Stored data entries
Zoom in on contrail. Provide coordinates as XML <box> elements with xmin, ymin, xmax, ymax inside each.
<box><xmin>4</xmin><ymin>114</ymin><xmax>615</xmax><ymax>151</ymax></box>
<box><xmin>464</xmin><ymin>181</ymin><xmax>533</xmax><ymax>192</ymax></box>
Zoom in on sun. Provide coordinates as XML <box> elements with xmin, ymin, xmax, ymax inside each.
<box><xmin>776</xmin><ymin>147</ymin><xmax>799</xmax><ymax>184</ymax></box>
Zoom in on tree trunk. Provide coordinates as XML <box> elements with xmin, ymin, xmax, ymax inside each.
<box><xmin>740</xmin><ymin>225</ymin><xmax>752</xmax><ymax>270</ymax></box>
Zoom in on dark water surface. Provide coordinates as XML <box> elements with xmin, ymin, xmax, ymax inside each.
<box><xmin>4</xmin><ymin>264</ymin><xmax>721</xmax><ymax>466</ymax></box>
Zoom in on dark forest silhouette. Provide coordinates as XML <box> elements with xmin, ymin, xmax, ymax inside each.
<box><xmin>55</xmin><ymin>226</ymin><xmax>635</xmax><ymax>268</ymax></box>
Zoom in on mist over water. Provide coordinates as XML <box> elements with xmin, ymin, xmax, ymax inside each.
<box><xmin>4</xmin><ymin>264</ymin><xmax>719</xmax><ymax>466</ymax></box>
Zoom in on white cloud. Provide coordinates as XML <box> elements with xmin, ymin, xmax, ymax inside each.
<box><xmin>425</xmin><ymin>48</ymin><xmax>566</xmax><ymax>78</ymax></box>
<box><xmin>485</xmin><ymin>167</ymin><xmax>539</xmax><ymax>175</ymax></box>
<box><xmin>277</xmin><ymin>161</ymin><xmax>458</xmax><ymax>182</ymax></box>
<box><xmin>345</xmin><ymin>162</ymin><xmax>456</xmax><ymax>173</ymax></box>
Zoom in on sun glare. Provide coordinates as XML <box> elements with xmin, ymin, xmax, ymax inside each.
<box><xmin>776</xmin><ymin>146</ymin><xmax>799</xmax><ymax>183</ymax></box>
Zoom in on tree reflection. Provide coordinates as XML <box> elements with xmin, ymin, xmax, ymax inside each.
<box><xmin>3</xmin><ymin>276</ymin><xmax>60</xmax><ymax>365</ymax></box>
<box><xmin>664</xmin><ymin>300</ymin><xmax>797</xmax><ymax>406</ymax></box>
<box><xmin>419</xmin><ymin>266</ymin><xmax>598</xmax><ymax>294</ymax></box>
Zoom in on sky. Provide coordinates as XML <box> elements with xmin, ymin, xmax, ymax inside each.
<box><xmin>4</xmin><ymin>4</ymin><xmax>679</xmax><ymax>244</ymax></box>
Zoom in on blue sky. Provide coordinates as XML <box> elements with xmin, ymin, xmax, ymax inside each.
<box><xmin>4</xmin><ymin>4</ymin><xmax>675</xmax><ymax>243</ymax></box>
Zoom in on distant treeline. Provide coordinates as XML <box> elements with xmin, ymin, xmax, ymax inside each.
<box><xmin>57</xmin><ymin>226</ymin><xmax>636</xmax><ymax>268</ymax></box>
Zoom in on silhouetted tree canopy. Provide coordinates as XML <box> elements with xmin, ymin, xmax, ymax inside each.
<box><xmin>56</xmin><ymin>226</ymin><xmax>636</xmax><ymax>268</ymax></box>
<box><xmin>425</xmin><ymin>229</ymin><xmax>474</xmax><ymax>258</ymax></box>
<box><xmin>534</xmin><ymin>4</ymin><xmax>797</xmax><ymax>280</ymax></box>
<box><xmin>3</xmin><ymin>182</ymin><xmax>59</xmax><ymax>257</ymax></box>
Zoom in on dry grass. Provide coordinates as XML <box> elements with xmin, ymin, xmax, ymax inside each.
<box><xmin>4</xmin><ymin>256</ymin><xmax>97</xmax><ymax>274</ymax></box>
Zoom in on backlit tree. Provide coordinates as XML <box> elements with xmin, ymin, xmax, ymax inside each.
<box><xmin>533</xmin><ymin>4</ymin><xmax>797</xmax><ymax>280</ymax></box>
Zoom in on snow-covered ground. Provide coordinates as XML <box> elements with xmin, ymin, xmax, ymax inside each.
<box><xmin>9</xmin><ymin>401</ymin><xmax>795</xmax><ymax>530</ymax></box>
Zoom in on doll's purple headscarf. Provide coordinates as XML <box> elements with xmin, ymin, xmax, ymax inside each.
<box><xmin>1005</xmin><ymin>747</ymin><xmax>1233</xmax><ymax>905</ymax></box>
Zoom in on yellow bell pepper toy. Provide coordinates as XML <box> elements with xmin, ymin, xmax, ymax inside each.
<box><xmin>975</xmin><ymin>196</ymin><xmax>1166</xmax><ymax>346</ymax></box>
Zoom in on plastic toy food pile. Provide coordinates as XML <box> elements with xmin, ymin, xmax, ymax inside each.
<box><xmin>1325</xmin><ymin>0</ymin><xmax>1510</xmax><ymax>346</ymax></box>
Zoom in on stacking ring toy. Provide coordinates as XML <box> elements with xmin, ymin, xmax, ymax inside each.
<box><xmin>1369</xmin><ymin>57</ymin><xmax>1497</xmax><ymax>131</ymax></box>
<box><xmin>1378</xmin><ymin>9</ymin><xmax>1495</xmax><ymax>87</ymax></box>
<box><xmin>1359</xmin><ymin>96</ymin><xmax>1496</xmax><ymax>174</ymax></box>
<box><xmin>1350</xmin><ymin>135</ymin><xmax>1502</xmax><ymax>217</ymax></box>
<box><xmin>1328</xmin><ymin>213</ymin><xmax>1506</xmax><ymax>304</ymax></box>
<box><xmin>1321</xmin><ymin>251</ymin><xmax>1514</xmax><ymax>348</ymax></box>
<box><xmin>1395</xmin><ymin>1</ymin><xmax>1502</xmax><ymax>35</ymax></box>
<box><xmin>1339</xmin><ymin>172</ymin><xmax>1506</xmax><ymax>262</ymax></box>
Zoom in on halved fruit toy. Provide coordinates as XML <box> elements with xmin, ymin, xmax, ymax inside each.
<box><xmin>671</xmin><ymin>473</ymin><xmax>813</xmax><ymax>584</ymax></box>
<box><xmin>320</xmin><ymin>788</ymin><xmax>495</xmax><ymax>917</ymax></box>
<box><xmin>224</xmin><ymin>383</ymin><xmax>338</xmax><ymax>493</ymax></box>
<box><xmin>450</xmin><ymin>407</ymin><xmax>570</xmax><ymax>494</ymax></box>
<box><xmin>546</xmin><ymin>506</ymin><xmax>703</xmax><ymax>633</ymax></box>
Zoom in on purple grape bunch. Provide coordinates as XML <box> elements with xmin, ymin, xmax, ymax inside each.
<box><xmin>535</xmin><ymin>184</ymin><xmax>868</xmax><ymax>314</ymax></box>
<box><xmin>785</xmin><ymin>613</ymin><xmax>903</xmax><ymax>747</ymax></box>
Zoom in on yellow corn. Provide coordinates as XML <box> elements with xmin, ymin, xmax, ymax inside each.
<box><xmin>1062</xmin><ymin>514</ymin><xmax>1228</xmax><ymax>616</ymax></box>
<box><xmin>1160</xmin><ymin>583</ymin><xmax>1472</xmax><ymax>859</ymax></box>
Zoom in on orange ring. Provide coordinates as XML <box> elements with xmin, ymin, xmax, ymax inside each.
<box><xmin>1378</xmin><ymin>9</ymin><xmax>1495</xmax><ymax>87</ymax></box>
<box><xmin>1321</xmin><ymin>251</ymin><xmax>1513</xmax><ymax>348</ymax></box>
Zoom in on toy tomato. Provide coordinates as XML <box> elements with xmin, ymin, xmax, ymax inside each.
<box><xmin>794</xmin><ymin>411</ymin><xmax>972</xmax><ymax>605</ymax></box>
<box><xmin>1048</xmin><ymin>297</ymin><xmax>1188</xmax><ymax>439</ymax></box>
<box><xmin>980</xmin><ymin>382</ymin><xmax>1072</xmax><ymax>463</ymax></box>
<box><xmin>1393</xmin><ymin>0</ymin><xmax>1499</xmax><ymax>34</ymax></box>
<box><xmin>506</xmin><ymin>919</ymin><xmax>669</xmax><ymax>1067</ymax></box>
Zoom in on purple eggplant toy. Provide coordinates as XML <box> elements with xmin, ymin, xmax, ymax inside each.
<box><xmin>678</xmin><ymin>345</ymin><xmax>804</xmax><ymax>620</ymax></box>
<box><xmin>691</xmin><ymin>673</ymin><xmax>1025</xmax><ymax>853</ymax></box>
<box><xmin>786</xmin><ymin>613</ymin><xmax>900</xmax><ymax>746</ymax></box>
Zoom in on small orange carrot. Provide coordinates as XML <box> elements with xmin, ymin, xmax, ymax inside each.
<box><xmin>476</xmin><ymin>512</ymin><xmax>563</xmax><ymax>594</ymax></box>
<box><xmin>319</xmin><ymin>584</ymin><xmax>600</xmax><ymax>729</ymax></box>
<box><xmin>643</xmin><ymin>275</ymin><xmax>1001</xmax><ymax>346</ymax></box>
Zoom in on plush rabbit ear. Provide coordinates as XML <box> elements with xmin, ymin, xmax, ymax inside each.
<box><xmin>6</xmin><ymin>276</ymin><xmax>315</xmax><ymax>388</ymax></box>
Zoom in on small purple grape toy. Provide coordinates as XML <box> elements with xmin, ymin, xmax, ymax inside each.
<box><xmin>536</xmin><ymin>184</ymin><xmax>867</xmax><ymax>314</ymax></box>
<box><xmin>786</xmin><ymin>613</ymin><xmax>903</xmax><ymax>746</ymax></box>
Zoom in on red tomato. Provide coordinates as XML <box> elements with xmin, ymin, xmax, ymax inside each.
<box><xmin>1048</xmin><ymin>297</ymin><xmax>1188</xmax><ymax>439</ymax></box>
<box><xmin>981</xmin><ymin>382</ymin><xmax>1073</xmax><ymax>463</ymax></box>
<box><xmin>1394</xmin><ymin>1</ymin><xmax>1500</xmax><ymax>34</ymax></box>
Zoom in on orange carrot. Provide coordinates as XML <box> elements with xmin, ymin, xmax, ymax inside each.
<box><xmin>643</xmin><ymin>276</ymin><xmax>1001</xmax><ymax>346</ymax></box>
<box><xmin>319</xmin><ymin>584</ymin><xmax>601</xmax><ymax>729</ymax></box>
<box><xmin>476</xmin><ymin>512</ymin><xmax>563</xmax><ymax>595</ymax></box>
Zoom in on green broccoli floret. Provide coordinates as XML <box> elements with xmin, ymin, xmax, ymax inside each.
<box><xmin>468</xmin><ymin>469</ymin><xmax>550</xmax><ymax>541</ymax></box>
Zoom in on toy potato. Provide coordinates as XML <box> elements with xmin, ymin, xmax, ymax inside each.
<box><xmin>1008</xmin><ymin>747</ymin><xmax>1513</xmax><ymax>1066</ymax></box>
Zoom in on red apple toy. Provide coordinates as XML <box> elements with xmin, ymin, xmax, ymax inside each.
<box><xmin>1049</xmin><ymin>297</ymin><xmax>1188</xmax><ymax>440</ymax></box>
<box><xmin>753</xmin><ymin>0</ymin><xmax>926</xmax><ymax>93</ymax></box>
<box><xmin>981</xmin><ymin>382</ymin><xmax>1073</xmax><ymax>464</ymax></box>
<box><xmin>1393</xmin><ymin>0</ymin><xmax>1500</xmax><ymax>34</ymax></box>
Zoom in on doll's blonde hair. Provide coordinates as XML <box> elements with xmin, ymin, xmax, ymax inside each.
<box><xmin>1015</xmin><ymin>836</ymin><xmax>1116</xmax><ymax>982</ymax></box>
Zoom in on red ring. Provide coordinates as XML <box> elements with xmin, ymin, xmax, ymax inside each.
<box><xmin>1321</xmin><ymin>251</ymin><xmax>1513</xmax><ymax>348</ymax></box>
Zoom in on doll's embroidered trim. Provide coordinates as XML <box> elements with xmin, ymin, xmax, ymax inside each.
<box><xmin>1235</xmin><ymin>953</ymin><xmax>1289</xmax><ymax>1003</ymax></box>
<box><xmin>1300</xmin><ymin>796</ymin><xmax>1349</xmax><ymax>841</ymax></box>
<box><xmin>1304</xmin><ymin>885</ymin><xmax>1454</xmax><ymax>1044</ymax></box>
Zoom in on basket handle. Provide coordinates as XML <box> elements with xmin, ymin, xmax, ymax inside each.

Activity:
The answer should consist of the lines from the one with "Zoom in on red ring." through the last line of the entries, duplicated exactly and nothing more.

Response below:
Zoom in on red ring. Provide coordinates as XML <box> elements with xmin, ymin, xmax, ymax inside each.
<box><xmin>1321</xmin><ymin>251</ymin><xmax>1513</xmax><ymax>348</ymax></box>
Zoom in on doll's embroidered trim. Provide coordinates as XML <box> elements with xmin, ymin, xmax, ymax inside each.
<box><xmin>1235</xmin><ymin>953</ymin><xmax>1289</xmax><ymax>1003</ymax></box>
<box><xmin>1300</xmin><ymin>796</ymin><xmax>1349</xmax><ymax>841</ymax></box>
<box><xmin>1304</xmin><ymin>885</ymin><xmax>1454</xmax><ymax>1044</ymax></box>
Zoom in on basket handle. Provide coordinates as XML <box> elements with xmin, ymin, xmax, ymax inside each.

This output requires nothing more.